==== Input material

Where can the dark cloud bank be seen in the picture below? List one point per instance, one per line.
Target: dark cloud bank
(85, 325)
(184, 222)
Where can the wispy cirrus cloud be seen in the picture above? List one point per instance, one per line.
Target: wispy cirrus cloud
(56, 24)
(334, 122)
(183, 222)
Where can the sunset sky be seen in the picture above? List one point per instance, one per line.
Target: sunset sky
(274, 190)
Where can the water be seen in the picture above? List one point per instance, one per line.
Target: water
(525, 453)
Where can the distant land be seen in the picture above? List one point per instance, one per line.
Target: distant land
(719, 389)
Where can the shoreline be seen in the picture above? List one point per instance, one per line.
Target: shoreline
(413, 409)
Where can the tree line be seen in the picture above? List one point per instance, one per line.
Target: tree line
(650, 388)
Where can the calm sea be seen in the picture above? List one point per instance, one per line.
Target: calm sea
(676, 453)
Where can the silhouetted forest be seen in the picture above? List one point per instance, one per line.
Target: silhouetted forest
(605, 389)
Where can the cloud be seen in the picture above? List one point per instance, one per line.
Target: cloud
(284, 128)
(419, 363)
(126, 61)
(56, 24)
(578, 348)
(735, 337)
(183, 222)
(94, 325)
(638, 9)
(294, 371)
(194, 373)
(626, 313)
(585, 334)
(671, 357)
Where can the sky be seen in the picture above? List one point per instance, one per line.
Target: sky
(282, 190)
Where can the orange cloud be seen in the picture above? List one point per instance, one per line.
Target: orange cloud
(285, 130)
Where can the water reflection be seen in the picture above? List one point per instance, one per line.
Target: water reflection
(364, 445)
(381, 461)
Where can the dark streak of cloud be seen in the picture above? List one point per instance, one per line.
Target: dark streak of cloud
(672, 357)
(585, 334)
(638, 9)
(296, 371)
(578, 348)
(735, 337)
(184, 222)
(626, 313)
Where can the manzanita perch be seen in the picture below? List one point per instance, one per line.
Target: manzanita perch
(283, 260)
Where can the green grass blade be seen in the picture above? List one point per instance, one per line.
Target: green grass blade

========

_What you need to do_
Pull together all lines from the data that mention the word "green".

_Your response_
Where can the green grass blade be seen in the picture above? List one point per instance, one per line.
Target: green grass blade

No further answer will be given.